Short task: Write the data below as a two-column CSV with the headers prompt_text and points. Each row should hold one text from the data and the answer given after it, each in a single quoted field with line breaks replaced by spaces, and the pictures left out.
===== Material for this task =====
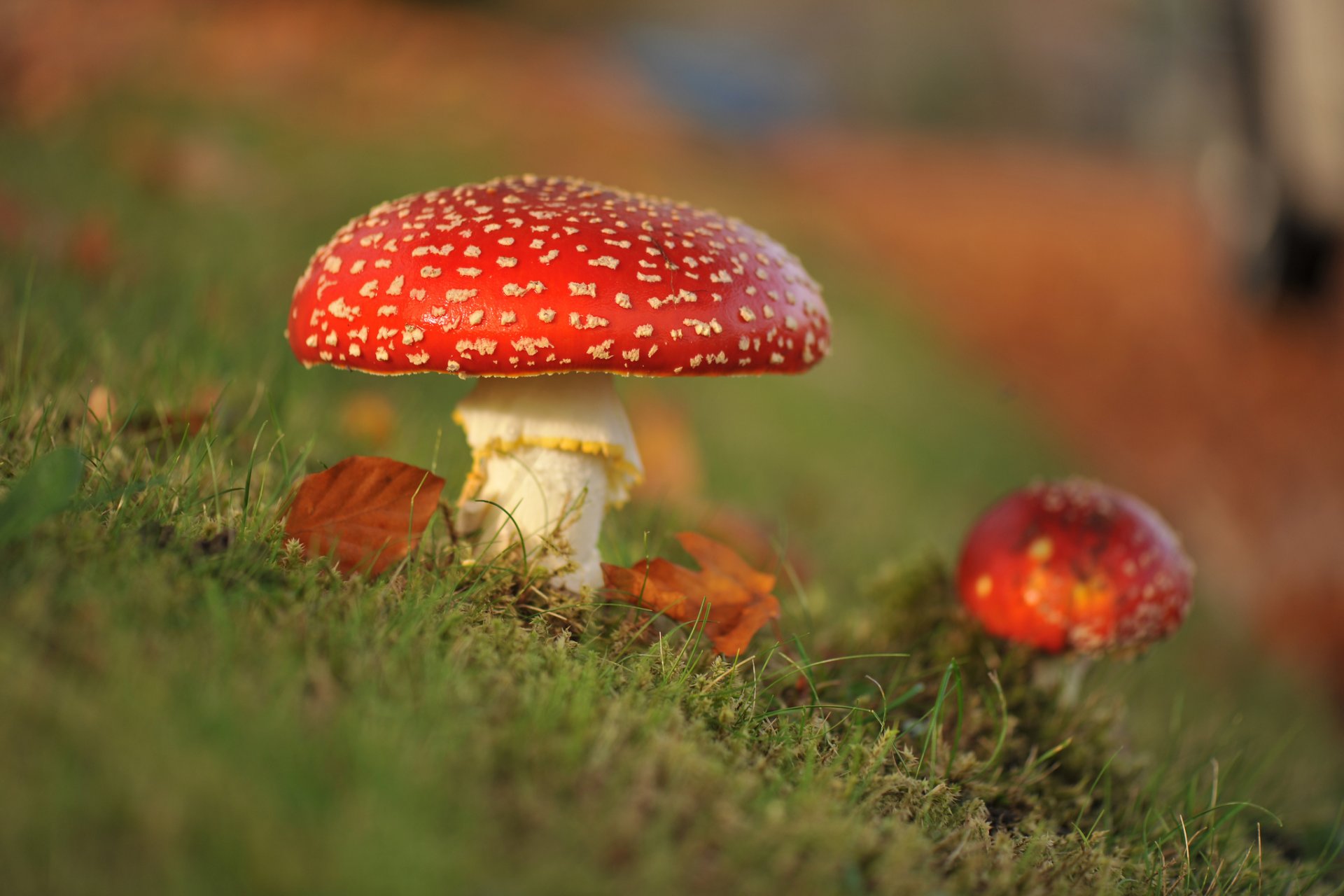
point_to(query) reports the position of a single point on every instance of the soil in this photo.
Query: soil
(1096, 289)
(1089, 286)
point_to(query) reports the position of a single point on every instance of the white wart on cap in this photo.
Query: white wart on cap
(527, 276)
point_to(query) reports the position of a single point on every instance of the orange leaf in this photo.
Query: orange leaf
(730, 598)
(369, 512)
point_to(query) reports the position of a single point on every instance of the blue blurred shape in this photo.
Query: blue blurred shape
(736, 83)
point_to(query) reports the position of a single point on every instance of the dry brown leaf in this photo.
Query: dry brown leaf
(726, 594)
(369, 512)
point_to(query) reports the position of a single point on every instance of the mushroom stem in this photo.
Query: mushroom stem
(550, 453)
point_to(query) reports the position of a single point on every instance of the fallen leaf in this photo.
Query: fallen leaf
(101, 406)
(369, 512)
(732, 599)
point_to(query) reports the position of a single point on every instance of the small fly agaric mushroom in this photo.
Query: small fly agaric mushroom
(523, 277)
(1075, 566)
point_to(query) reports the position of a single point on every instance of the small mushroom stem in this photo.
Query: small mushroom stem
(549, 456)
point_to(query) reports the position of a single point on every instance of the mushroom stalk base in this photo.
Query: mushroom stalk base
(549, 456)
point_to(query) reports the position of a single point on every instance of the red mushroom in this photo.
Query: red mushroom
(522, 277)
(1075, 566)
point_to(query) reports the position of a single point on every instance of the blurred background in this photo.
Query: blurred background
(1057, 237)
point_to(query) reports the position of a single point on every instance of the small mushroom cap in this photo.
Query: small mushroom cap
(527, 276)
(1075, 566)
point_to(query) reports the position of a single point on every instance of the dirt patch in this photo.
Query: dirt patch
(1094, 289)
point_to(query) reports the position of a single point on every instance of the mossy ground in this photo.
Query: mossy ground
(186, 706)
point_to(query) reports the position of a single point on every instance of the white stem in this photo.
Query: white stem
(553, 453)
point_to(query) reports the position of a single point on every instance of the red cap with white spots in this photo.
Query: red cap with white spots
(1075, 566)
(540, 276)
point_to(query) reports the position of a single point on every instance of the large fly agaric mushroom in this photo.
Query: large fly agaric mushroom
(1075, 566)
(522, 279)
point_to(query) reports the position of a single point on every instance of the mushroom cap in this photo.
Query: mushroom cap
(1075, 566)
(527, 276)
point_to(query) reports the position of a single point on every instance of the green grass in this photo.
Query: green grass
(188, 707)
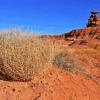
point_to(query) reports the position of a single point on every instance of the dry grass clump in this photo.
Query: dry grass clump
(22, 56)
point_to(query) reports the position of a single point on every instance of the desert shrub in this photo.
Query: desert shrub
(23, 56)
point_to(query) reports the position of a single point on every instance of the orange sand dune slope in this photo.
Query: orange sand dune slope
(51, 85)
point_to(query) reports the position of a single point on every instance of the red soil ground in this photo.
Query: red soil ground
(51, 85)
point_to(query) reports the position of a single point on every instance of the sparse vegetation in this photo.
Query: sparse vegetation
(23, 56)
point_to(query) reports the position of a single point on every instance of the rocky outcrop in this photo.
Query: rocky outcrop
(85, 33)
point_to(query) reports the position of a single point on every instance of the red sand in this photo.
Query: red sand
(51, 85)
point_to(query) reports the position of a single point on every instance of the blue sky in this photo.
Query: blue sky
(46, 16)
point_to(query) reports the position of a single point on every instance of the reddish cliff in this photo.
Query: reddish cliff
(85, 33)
=====
Task solution:
prompt_text,points
"point_to(query) reports the position of a single point on every instance of the soil in this photo. Query: soil","(1096, 289) (1089, 286)"
"point_to(query) reports the position of a single point on every instance of the white wart on cap in this photo. Query: white wart on cap","(527, 276)"
"point_to(query) reports the position of a single point on every instance of the orange leaf in this photo. Query: orange leaf","(730, 598) (369, 512)"
"point_to(query) reports the position of a single point on every instance of the blue blurred shape in this photo. Query: blue blurred shape","(736, 83)"
"point_to(query) reports the position of a single point on every instance of the dry brown leaf in this photo. Query: dry brown leaf","(726, 594) (369, 512)"
"point_to(query) reports the position of a single point on every instance of the mushroom stem in this photo. Query: mushroom stem","(550, 453)"
"point_to(query) reports the position of a single point on every instance of the fallen leaf in this photo. Query: fallen leaf","(101, 406) (369, 512) (732, 599)"
"point_to(query) reports the position of a single point on every instance of the small fly agaric mushroom in this photo. Query: small fly agaric mushroom","(523, 277) (1075, 566)"
"point_to(query) reports the position of a single point on every instance of the small mushroom stem in this photo. Query: small mushroom stem","(549, 456)"
"point_to(query) reports the position of a single point on every instance of the mushroom stalk base in this photo. Query: mushroom stalk base","(549, 456)"
"point_to(query) reports the position of a single point on every instance of the red mushroom in this photo. Query: red mushroom","(522, 277) (1075, 566)"
"point_to(query) reports the position of a single point on every instance of the blurred background in this photo. Query: blurred background","(1057, 237)"
"point_to(query) reports the position of a single point on every instance of the small mushroom cap in this photo. Query: small mushroom cap","(527, 276) (1075, 566)"
"point_to(query) reports the position of a single point on every instance of the dirt patch in this photo. Query: dirt patch","(1094, 289)"
"point_to(query) reports the position of a single point on every instance of the mossy ground in this photo. Query: mossy ground","(186, 706)"
"point_to(query) reports the position of a single point on every instance of the white stem in this photo. Query: white stem","(553, 453)"
"point_to(query) reports the position of a single point on every instance of the red cap with white spots in this photo. Query: red cap with white spots","(1075, 566) (540, 276)"
"point_to(query) reports the position of a single point on every instance of the large fly agaric mushroom in this photo. Query: large fly agaric mushroom","(1075, 566) (522, 279)"
"point_to(query) reports the position of a single point on every instance of the mushroom cap in this photo. Query: mushroom cap","(1075, 566) (527, 276)"
"point_to(query) reports the position of a single point on every instance of the green grass in this photo. Query: green grass","(188, 707)"
"point_to(query) reports the position of a single point on every instance of the dry grass clump in this photo. Query: dry grass clump","(22, 56)"
"point_to(query) reports the position of a single point on every instance of the desert shrub in this photo. Query: desert shrub","(23, 56)"
"point_to(query) reports the position of a single point on every instance of the orange sand dune slope in this photo. Query: orange sand dune slope","(51, 85)"
"point_to(query) reports the position of a single point on every instance of the red soil ground in this photo. Query: red soil ground","(51, 85)"
"point_to(query) reports the position of a single point on every instance of the sparse vegetation in this photo. Query: sparse vegetation","(23, 56)"
"point_to(query) reports the position of a single point on every instance of the rocky outcrop in this photo. Query: rocky outcrop","(85, 33)"
"point_to(query) reports the position of a single point on every instance of the red sand in this photo. Query: red sand","(51, 85)"
"point_to(query) reports the position of a single point on every instance of the blue sky in this photo. Query: blue sky","(46, 16)"
"point_to(query) reports the position of a single point on every instance of the reddish cliff in this photo. Query: reddish cliff","(85, 33)"